- **Assigned task**
Everything in the data below except the pictures must be repeated word for word.

- **Exercise material**
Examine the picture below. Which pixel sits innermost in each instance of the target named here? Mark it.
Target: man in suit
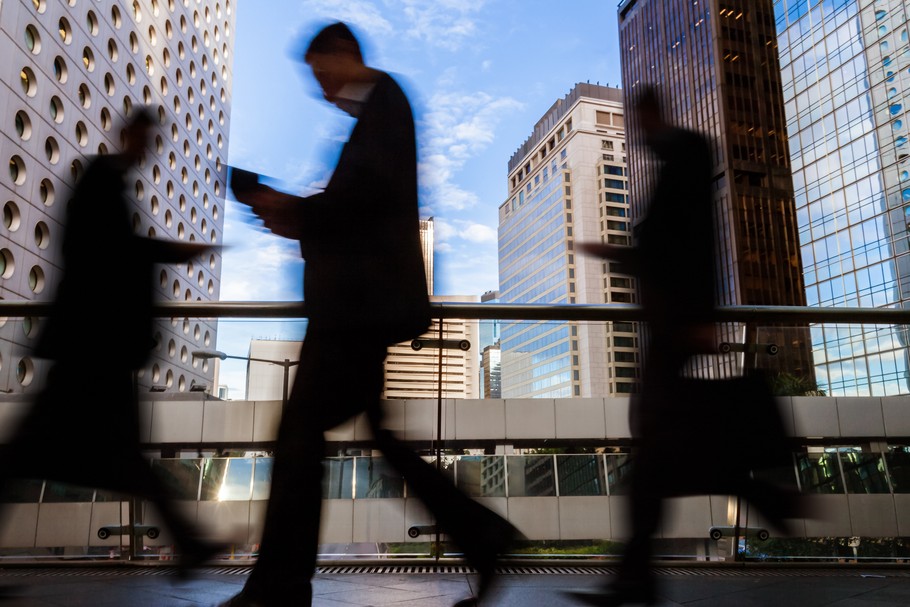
(104, 429)
(365, 289)
(674, 260)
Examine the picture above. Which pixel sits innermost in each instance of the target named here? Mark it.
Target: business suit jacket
(363, 271)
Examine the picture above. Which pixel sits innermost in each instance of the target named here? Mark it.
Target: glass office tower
(716, 64)
(567, 182)
(844, 67)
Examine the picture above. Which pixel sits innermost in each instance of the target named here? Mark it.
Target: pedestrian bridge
(849, 458)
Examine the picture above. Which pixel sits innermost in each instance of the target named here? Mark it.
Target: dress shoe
(238, 600)
(490, 540)
(614, 596)
(195, 556)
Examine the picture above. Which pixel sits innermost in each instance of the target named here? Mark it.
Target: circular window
(42, 235)
(12, 218)
(36, 279)
(60, 71)
(76, 169)
(91, 21)
(52, 150)
(81, 134)
(28, 81)
(17, 170)
(7, 263)
(23, 125)
(85, 96)
(46, 192)
(56, 107)
(25, 372)
(66, 32)
(88, 59)
(32, 39)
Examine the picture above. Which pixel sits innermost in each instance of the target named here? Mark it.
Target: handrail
(501, 311)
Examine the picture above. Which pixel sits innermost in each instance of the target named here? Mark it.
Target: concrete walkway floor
(380, 584)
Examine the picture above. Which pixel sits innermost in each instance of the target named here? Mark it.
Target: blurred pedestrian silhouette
(365, 289)
(675, 416)
(91, 438)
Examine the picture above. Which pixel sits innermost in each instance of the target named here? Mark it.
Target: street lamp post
(286, 364)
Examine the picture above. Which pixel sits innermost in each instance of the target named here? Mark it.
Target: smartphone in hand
(242, 180)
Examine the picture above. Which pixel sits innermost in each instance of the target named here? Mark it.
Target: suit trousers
(339, 377)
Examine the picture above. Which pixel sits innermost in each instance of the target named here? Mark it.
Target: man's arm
(279, 212)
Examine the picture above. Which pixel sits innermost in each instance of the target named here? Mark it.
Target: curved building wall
(72, 73)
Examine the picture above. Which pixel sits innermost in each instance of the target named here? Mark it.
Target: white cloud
(445, 231)
(448, 24)
(455, 128)
(257, 265)
(360, 14)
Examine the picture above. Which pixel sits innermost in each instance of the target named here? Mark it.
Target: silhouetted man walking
(94, 441)
(365, 290)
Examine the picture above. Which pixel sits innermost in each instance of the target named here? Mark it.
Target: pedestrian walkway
(380, 584)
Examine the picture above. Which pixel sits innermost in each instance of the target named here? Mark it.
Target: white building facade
(73, 73)
(567, 184)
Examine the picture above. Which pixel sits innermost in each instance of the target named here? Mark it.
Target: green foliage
(787, 384)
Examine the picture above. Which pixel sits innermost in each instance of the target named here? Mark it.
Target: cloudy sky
(479, 74)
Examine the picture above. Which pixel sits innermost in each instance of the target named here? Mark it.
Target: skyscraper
(411, 373)
(846, 91)
(716, 64)
(567, 181)
(75, 71)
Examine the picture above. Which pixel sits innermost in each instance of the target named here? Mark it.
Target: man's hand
(277, 210)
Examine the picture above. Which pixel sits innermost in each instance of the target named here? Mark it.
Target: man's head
(136, 133)
(335, 57)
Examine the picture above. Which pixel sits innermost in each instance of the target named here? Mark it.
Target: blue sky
(479, 74)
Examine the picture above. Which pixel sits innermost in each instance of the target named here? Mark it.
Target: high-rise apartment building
(411, 373)
(567, 182)
(491, 371)
(75, 72)
(846, 91)
(715, 62)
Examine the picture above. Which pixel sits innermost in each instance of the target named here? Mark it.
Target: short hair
(142, 117)
(334, 38)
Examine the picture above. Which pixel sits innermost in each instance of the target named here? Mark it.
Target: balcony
(514, 454)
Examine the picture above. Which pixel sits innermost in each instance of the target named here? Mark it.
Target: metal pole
(439, 430)
(284, 393)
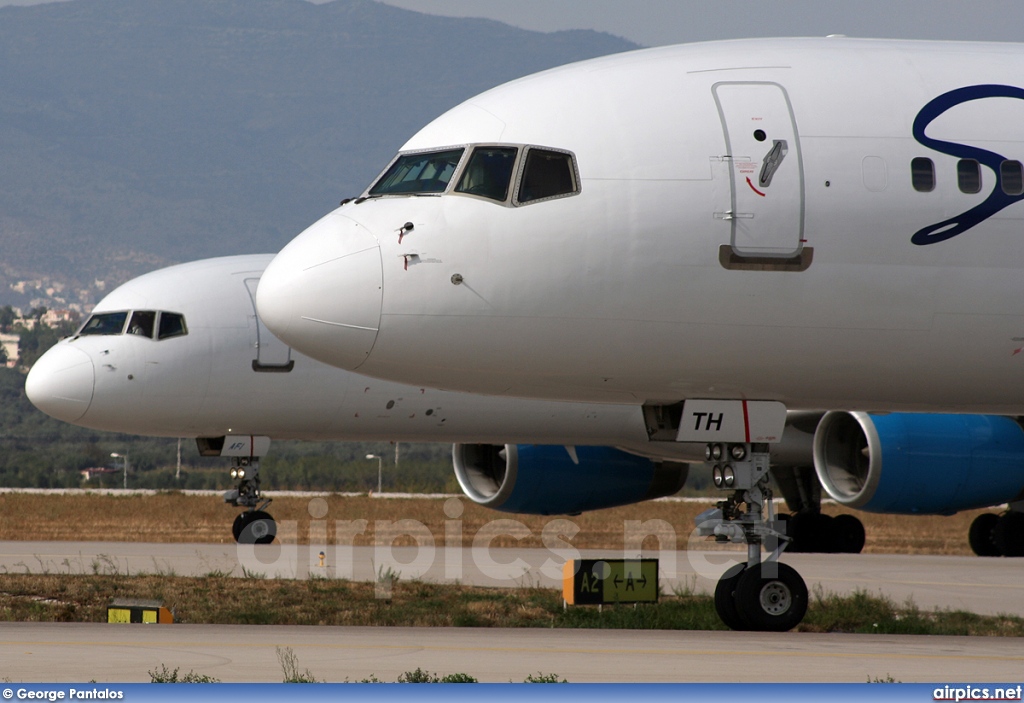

- **Answer section**
Examine the picture below. Which pixel sits innermost in each instance of the target named here? Mark it.
Target: man in suit
(104, 429)
(365, 289)
(674, 260)
Examine the picture above. Which pixel sits innermost in each instance of the target named here? Mark it.
Target: business suit jacket
(363, 271)
Examine the picture above. Which pixel sits innermost in each instance of the target named here? Mark it.
Target: glass office tower
(716, 64)
(567, 182)
(844, 67)
Examine the picture above. Which pixel sits innermost in each instance of the target named here? Mark it.
Target: pedestrian bridge
(849, 458)
Examine the picture above. Which pixel sits innermost in each instance of the target named here? Mark it.
Target: dress shoe
(238, 600)
(490, 540)
(614, 596)
(195, 556)
Examine the picture above. Which pixel sits innermost in each instance of the target named here? Mark it.
Target: circular window
(42, 235)
(12, 218)
(36, 279)
(60, 71)
(76, 169)
(91, 21)
(52, 150)
(81, 134)
(28, 81)
(17, 170)
(7, 263)
(23, 125)
(85, 96)
(46, 192)
(56, 107)
(25, 372)
(66, 32)
(88, 59)
(32, 39)
Examine the picture above. Which pixel sits innermost in each instance of the target named here? Mark it.
Target: handrail
(501, 311)
Examine the picture above. Which pixel sits innermost in each instance of the target named here? Mark it.
Target: concrete walkway floor
(380, 584)
Examine the picture above. Which pixel sits innermost in each instance of the target named here? Mark it.
Target: blurred pedestrian silhouette
(365, 289)
(675, 416)
(91, 438)
Examine the picture above. Which pixel sits innermost in each instance of the target named here? Mark it.
Target: street lamp post
(286, 364)
Examine the picture above. Which pixel sits innermost in each instance of the target named here? Mark it.
Target: smartphone in hand
(242, 180)
Examine the picture above. Which pixel sits innermost in each instance of the target named here? Mark it.
Target: suit trousers
(339, 377)
Examine the picture above. Which pixel sits innermost in each instance of the target named here? Mark it.
Target: man's arm
(279, 212)
Examine the picture above. Which pixel sits innermost in each instance of the target named here? Mark it.
Target: curved building wall
(72, 73)
Examine the picture above. Which pixel sits innermost in each instance of the target named here? Mark it.
Target: white cloud
(445, 231)
(448, 24)
(455, 128)
(257, 265)
(360, 14)
Examine the picture above. Which pixel sits innermost in each instance of the target named here? Mark it.
Target: silhouetted man walking
(94, 441)
(365, 290)
Examine the picture above. Which pixel sits innermost in each instance of the target named here? Mark it.
Target: pedestrian walkway
(380, 584)
Examine the picture above. Which pixel sits innermost in each instance of the target named here? Mark it.
Target: white building facade
(73, 73)
(567, 184)
Examine the picture above. Which pixel sits innermost in each instance of the target named here? Mark it.
Target: green foliage
(787, 384)
Examine the picture above. Which pixel sits innermost in each instance of the target named here? Mark it.
Target: cloudy sky
(479, 74)
Examine the picture above. Which pixel sits innermost in each instance of the target named here? Mark it.
Target: skyscraper
(411, 373)
(846, 91)
(716, 64)
(567, 181)
(75, 71)
Examine the picture above. Which pixel sits innermost in each instance of the target named here? Mark it.
Target: man's hand
(277, 210)
Examine the picture above. Which pixel sits innermost in each instance of the target named here? Mark it.
Target: man's head
(136, 133)
(335, 57)
Examine the picture above. Which pixel sits innermost in each instance of the target named here? Mark it.
Target: blue sky
(479, 74)
Examine the picture above. Which pixel sits innermost in each instance of the target named here? Mark it.
Target: high-rise apartment building
(411, 373)
(567, 182)
(491, 371)
(75, 72)
(846, 91)
(715, 62)
Examine the picture above. Which pixel sits innermost in each instance of the target named here? Mark it.
Target: short hair
(142, 117)
(334, 38)
Examine the picture above. Which pixel sits innermost in each instance of the target named here? Mark it.
Target: balcony
(514, 454)
Examine the picture above. Which pixel sits innermost in each instance of the target named here? Mark it.
Target: metal pole
(439, 430)
(284, 393)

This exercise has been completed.